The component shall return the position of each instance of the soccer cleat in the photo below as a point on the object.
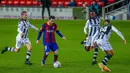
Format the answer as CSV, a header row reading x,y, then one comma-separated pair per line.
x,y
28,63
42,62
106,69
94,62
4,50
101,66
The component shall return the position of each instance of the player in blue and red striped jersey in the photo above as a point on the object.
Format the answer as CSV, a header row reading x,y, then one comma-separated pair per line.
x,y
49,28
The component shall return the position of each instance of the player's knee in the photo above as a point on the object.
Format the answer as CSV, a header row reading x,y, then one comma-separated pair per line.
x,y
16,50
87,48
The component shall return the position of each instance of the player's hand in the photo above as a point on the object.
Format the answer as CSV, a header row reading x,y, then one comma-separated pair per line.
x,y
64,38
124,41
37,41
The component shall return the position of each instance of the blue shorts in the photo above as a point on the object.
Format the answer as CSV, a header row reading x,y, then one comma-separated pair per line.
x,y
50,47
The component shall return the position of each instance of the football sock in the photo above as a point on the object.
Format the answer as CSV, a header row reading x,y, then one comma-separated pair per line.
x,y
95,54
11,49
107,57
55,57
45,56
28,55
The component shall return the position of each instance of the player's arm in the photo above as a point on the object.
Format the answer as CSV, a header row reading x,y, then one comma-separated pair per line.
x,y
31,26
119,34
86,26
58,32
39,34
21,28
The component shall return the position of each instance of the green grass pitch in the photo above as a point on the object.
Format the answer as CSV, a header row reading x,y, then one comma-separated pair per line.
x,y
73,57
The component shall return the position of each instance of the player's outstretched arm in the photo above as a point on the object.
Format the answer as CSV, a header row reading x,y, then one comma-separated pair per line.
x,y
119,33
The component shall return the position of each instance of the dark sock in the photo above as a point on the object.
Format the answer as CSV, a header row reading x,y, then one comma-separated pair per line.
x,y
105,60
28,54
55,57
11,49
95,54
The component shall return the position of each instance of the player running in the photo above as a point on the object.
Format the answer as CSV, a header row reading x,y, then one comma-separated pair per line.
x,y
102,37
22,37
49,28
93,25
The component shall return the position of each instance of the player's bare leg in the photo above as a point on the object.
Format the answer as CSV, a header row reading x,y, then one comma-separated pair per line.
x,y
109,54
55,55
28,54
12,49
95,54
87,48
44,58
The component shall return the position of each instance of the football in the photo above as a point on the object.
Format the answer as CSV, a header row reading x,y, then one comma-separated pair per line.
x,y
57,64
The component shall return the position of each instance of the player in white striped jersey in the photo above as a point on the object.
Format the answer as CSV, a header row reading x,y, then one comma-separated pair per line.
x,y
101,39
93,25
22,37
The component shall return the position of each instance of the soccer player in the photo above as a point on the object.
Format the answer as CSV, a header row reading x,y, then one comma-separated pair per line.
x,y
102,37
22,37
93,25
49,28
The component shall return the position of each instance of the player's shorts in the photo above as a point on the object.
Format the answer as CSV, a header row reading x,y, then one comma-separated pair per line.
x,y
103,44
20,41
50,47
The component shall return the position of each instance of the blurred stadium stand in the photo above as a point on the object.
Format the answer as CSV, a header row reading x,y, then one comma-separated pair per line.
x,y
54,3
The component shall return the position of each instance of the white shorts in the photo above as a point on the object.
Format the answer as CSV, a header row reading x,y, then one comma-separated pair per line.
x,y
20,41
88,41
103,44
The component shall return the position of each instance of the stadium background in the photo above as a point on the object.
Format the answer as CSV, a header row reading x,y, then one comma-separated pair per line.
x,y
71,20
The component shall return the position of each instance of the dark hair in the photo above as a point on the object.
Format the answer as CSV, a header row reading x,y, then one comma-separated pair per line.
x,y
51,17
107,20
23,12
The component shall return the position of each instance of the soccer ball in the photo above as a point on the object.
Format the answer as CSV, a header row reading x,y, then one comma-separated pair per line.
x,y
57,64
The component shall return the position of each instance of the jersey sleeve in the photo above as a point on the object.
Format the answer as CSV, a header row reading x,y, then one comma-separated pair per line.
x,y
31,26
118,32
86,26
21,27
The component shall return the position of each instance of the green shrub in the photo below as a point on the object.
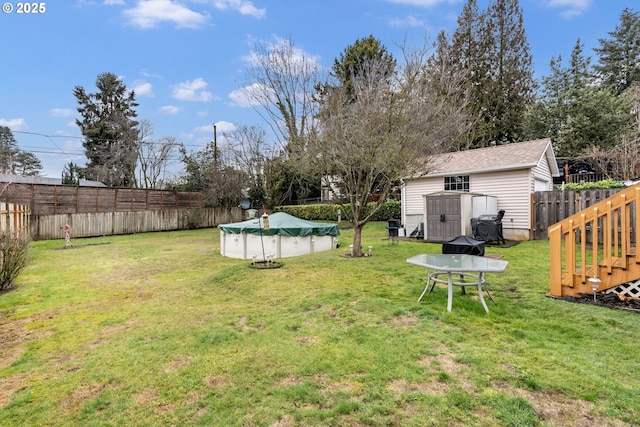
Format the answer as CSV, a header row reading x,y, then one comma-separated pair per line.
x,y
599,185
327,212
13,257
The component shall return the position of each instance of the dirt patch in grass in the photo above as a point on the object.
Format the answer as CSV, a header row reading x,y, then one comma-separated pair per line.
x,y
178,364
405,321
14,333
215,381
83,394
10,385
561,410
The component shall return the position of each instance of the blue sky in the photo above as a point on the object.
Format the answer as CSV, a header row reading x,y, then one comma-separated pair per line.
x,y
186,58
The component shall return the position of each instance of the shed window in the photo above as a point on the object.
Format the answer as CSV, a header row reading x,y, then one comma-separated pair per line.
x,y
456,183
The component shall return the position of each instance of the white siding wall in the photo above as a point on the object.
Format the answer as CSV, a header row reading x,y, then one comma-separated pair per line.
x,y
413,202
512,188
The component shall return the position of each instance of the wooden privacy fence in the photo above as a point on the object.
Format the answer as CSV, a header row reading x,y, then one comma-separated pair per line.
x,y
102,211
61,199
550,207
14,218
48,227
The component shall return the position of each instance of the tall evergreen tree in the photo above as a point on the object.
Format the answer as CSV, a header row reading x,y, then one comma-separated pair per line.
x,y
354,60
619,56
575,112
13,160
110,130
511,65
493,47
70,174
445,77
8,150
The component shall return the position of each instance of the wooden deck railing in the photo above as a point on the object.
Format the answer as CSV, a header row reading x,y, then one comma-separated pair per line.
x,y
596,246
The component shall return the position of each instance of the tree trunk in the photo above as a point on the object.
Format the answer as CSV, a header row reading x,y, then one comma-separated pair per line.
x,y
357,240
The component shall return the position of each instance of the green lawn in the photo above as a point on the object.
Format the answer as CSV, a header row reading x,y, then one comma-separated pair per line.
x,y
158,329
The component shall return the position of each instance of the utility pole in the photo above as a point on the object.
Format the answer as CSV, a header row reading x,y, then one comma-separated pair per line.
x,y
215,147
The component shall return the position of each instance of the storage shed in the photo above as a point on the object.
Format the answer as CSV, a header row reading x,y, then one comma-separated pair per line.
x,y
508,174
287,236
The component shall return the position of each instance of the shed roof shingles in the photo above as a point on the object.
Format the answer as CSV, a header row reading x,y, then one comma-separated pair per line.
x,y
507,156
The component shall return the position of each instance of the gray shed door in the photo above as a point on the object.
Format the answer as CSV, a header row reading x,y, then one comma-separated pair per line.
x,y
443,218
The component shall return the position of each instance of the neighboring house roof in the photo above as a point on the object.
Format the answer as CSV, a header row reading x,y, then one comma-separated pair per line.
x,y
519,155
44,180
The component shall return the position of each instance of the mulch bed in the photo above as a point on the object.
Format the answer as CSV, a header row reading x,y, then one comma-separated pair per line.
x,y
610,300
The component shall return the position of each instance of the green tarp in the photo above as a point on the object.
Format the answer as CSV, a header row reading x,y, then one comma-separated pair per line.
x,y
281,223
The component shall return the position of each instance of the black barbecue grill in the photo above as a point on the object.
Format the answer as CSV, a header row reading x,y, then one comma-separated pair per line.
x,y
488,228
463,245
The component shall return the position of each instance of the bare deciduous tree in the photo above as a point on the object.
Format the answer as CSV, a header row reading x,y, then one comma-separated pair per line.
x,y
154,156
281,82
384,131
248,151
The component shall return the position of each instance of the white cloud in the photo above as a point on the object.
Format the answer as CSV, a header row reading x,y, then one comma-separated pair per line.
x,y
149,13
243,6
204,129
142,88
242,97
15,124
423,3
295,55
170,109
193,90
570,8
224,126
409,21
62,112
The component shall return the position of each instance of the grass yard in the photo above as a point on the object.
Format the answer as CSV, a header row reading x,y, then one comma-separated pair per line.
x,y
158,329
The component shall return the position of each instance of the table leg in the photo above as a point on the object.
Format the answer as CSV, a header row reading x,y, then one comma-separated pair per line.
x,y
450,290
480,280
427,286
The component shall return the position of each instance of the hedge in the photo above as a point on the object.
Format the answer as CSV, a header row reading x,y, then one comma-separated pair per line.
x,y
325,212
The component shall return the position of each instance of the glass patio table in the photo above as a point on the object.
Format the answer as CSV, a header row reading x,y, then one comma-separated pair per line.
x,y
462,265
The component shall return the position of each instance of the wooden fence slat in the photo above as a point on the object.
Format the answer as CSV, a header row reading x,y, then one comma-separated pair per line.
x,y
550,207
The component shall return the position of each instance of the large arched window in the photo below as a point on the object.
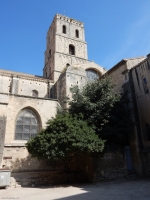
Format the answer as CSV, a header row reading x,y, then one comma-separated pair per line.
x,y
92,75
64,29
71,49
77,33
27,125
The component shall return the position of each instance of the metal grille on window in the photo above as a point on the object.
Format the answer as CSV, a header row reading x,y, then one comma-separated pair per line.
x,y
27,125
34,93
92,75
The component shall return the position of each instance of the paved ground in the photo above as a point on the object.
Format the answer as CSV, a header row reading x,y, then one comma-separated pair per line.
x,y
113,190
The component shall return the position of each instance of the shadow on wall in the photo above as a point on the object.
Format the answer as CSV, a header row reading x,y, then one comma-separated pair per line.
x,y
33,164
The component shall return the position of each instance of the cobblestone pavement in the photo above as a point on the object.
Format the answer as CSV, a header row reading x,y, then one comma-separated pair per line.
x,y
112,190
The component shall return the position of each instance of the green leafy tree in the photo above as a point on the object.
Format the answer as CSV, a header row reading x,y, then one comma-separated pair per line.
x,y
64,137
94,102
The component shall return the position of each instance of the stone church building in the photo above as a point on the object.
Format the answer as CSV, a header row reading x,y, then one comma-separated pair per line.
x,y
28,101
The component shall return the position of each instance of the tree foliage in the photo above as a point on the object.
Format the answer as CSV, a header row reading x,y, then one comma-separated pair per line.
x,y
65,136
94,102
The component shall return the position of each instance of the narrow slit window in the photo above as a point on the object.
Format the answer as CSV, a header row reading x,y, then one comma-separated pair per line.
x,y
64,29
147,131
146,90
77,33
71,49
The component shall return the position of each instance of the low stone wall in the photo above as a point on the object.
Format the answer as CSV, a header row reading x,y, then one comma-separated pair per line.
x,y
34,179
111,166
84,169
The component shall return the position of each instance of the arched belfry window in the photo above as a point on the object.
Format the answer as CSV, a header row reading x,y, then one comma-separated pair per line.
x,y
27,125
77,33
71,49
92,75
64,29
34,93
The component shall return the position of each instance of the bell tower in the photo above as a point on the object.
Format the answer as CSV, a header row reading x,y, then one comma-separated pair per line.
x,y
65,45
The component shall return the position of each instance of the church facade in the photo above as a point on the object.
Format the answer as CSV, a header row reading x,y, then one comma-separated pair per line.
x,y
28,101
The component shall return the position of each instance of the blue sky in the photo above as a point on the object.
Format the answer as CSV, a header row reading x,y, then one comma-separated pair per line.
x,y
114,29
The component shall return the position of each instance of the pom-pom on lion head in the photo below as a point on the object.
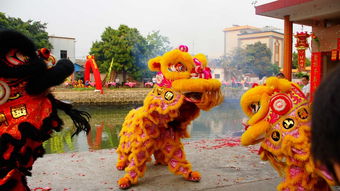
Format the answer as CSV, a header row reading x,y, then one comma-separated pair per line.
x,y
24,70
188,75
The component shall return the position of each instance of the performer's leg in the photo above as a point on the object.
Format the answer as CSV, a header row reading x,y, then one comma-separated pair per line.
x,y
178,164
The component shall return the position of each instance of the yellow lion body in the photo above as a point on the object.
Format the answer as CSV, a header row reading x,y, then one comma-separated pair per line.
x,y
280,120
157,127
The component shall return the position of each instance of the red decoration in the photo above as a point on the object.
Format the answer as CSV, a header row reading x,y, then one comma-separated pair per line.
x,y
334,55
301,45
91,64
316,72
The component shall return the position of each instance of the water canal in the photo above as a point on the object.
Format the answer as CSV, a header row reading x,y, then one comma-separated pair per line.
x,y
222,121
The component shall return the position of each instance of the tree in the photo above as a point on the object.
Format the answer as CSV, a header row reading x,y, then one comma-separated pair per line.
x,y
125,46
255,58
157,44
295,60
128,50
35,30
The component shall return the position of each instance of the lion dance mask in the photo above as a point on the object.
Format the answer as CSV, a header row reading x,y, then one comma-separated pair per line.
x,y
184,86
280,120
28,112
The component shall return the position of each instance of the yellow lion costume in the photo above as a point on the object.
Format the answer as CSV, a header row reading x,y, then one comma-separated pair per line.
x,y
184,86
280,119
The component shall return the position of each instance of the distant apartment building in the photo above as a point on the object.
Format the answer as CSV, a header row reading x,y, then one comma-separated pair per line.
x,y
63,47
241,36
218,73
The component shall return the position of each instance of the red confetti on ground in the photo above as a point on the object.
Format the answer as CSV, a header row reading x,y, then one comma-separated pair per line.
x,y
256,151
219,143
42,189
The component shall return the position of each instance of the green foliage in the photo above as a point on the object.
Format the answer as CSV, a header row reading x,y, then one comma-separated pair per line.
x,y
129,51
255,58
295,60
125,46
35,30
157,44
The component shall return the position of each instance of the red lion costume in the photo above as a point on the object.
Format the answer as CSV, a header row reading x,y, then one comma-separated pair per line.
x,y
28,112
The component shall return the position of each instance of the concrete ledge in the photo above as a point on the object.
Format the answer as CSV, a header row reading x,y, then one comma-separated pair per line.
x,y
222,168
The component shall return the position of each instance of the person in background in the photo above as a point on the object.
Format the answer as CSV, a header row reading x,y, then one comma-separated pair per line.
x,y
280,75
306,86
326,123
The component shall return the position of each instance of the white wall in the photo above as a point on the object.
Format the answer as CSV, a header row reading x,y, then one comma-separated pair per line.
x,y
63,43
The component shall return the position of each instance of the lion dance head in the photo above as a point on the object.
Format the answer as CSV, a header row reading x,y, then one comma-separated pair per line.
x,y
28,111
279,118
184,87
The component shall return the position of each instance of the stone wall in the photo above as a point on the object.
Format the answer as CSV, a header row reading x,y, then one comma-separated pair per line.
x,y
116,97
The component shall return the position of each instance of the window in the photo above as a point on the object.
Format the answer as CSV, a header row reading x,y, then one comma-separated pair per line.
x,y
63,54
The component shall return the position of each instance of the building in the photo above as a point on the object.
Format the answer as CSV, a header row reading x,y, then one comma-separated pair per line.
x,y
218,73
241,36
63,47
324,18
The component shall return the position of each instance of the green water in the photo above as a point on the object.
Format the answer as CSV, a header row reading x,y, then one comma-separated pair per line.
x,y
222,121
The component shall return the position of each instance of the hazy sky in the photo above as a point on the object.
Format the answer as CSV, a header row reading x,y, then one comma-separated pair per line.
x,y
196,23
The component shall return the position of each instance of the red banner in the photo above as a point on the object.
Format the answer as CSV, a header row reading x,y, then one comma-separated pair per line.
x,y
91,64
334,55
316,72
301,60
========
Exercise description: Pictures stay out. Print the lines of the records above exactly, from the first through the one with "the player's hand".

Answer to this exercise:
The component shall return the position of each instance of the soccer cleat in the photo below as a point on the object.
Format the answer as CSV, a header row reading x,y, then one comma-separated pair per line.
x,y
28,63
42,62
106,69
94,62
4,50
101,66
The component shall return the position of each instance of the player in blue and red striped jersey in the photo above as a point on the object.
Format the answer as CSV, a header row reading x,y, then one comma-separated pair per line.
x,y
49,28
The component shall return the position of each instance of the player's knee in the photo above as a point on the object.
Format the answer as CSV, a header row reading x,y, then one comma-separated pair per line.
x,y
16,50
87,48
The component shall return the position of each instance of the player's hand in the photo above as a point on the object.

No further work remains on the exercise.